**SUPPLIED INFORMATION**:
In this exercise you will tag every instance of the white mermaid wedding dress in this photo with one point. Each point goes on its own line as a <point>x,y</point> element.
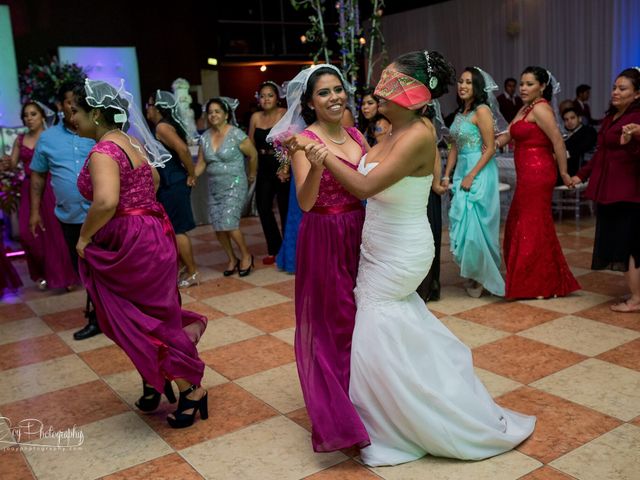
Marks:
<point>412,380</point>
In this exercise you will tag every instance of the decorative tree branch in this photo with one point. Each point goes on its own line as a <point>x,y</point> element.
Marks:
<point>316,33</point>
<point>376,33</point>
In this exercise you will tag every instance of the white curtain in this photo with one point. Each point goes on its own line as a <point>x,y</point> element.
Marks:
<point>574,39</point>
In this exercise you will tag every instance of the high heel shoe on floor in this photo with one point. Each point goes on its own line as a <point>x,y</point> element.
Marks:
<point>150,398</point>
<point>183,420</point>
<point>189,281</point>
<point>243,272</point>
<point>228,273</point>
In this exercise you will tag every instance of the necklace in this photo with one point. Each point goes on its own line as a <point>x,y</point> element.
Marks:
<point>107,133</point>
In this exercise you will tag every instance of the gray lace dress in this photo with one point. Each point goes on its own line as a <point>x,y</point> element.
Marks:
<point>227,179</point>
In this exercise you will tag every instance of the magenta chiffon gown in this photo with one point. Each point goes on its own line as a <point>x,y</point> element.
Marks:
<point>47,254</point>
<point>130,271</point>
<point>327,258</point>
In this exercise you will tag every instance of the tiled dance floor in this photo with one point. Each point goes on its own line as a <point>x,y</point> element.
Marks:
<point>571,362</point>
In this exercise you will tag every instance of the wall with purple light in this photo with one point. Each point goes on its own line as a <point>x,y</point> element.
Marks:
<point>9,90</point>
<point>107,63</point>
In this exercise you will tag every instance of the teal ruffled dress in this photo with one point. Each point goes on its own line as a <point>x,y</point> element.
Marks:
<point>474,217</point>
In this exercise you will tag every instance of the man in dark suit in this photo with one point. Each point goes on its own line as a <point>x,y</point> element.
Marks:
<point>579,140</point>
<point>508,101</point>
<point>583,92</point>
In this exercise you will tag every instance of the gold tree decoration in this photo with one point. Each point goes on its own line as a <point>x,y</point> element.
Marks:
<point>316,33</point>
<point>375,34</point>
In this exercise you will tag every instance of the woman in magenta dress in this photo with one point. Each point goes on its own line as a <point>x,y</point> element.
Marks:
<point>536,267</point>
<point>129,255</point>
<point>47,256</point>
<point>328,251</point>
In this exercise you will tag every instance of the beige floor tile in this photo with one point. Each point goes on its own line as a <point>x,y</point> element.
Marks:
<point>266,276</point>
<point>286,335</point>
<point>78,346</point>
<point>575,302</point>
<point>37,378</point>
<point>6,438</point>
<point>600,385</point>
<point>206,273</point>
<point>580,335</point>
<point>613,456</point>
<point>253,230</point>
<point>245,300</point>
<point>577,271</point>
<point>455,299</point>
<point>472,334</point>
<point>22,329</point>
<point>186,299</point>
<point>496,384</point>
<point>509,466</point>
<point>225,331</point>
<point>209,259</point>
<point>257,239</point>
<point>59,303</point>
<point>278,387</point>
<point>211,378</point>
<point>276,449</point>
<point>587,232</point>
<point>109,445</point>
<point>128,385</point>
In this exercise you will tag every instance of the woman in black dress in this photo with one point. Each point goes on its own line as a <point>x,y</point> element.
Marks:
<point>271,182</point>
<point>176,179</point>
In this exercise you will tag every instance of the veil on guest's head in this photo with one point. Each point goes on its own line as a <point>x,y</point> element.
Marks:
<point>500,125</point>
<point>292,122</point>
<point>129,118</point>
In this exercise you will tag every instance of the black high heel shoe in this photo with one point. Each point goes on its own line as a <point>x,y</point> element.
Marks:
<point>150,398</point>
<point>183,420</point>
<point>228,273</point>
<point>246,271</point>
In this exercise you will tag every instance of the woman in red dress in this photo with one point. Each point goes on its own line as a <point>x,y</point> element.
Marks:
<point>536,267</point>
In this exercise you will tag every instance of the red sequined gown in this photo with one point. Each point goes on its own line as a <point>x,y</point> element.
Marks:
<point>536,266</point>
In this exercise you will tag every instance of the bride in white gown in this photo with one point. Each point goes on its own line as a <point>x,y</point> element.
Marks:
<point>412,380</point>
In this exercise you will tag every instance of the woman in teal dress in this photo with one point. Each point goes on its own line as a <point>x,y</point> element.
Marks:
<point>474,217</point>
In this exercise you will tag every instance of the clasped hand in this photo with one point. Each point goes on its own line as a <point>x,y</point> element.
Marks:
<point>316,154</point>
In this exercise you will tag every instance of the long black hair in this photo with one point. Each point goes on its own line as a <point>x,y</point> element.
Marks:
<point>309,115</point>
<point>425,66</point>
<point>633,75</point>
<point>542,76</point>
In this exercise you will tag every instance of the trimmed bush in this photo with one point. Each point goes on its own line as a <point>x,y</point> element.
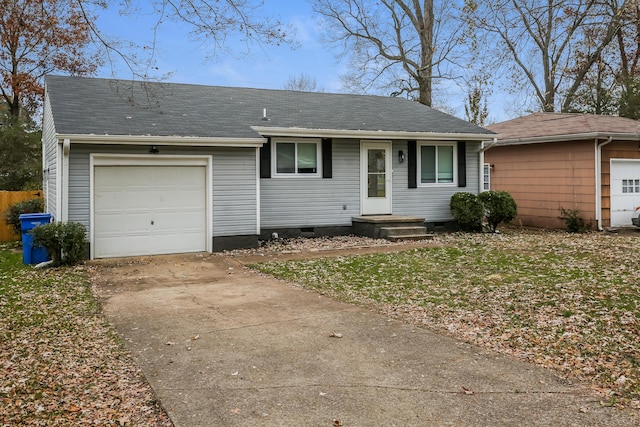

**WRITTEN TASK**:
Copy every one of the records above word for word, but leave out the pictures.

**ANSWER**:
In this exercise you will tag every instance of the white mermaid wedding dress in this photo with one point. Each point goes on its own line as a <point>x,y</point> element.
Marks:
<point>412,380</point>
In this exercise you will tag every instance of the decorative tree branch in this photo with one point. Each point goes on its own line as a <point>x,y</point> element.
Marks:
<point>316,33</point>
<point>376,33</point>
In this exercise you will tag every instance of the white curtain in this photo with one point. Each point goes on its own line as a <point>x,y</point> element.
Marks:
<point>574,39</point>
In this exercise you will tag every instance of the high heel shoe on floor in this photo with one point. Each point goes on its own line as a <point>x,y</point> element.
Marks:
<point>150,398</point>
<point>183,420</point>
<point>189,281</point>
<point>243,272</point>
<point>228,273</point>
In this exercise you will tag every instance of the necklace in this photo with one point. Each point goes on its own line as a <point>x,y</point> element.
Marks:
<point>107,133</point>
In this exercise you will tag every instance of the gray lace dress in this photo with one point. Each point goes on its own line as a <point>x,y</point> element.
Marks:
<point>227,179</point>
In this exercise you will tag every instance of the magenta chiffon gown in this photo with one point. Each point goes on its own line as a <point>x,y</point> element.
Marks:
<point>47,254</point>
<point>130,271</point>
<point>327,258</point>
In this exercise you will tag every instance of the tiled dance floor in this photo with one point. Each point goes on its own line as a <point>x,y</point> element.
Marks:
<point>571,362</point>
In this exercise you will tag every instance of the wall with purple light in this photo with one point. Each point goes on its own line as a <point>x,y</point> element.
Marks:
<point>9,90</point>
<point>107,63</point>
In this exercise you will tag every instance of the teal ruffled dress in this photo with one point. Each point goes on its own line as a <point>x,y</point> element.
Marks:
<point>474,217</point>
In this exercise you will tag every instance of the man in dark suit in this photo with one point. Each point goes on its own line as a <point>x,y</point> element.
Marks:
<point>579,140</point>
<point>508,101</point>
<point>583,92</point>
In this exercise you will tag every instance of the gold tree decoration in this photo with one point. Each point goes on its own line as a <point>x,y</point> element.
Marks:
<point>316,33</point>
<point>375,34</point>
In this exercise you will tag every instance of the woman in magenta dress in this photo with one point. Each point goes on its own line as a <point>x,y</point> element.
Marks:
<point>536,267</point>
<point>129,255</point>
<point>47,256</point>
<point>328,251</point>
In this exercise you will tag every instance of the beige floor tile in this photo with one point. Each point goes on its own line as a <point>x,y</point> element.
Marks:
<point>266,276</point>
<point>286,335</point>
<point>78,346</point>
<point>575,302</point>
<point>37,378</point>
<point>6,438</point>
<point>600,385</point>
<point>206,273</point>
<point>580,335</point>
<point>613,456</point>
<point>253,230</point>
<point>245,300</point>
<point>577,271</point>
<point>455,299</point>
<point>472,334</point>
<point>22,329</point>
<point>186,299</point>
<point>496,384</point>
<point>509,466</point>
<point>225,331</point>
<point>209,259</point>
<point>257,239</point>
<point>59,303</point>
<point>278,387</point>
<point>211,378</point>
<point>276,449</point>
<point>587,232</point>
<point>109,445</point>
<point>128,385</point>
In this exercise you will tag every instance of the woman in black dress in this photo with one point. Each point goes on its own line as a <point>x,y</point> element.
Marks:
<point>271,182</point>
<point>176,179</point>
In this exercise you will tag every instance of the veil on guest's head in this photo with one point. Each point goes on its own line as a <point>x,y</point> element.
Marks:
<point>500,125</point>
<point>292,122</point>
<point>129,118</point>
In this exercise you will tag every instance of the black high heel shoe in this photo with one point. Each point goes on its own line as a <point>x,y</point> element.
Marks:
<point>150,398</point>
<point>183,420</point>
<point>228,273</point>
<point>246,271</point>
In this exercise you will tag every instance of the woman in red dress in this photo with one point. Each point goes on its own line as a <point>x,y</point> element.
Marks:
<point>536,267</point>
In this exercise you will tag every instance of the red sequined gown in this photo with one point. Each point goes on its own line as a <point>x,y</point> element.
Marks:
<point>536,266</point>
In this exercise you will tag every instance of the bride in white gown in this photo with one point. Each point goes on its own line as a <point>x,y</point> element.
Marks:
<point>412,380</point>
In this exercise you will tag every instance of the woman in teal dress in this photo with one point. Each point goes on its own line as a <point>x,y</point> element.
Marks:
<point>474,217</point>
In this exercise you will tag every instance of the clasped hand in this photo with one point. Each point goes on its own line as a <point>x,y</point> element.
Marks:
<point>316,154</point>
In this exercise you will tag every instance of the long black hair in this photo with one point. Each point goes on its own line as a <point>x,y</point> element.
Marks:
<point>309,115</point>
<point>425,66</point>
<point>633,75</point>
<point>542,76</point>
In this exercise you will tag every instance of the trimmed bush in this photo with one point. Each point goes on its own line as a <point>x,y</point> element.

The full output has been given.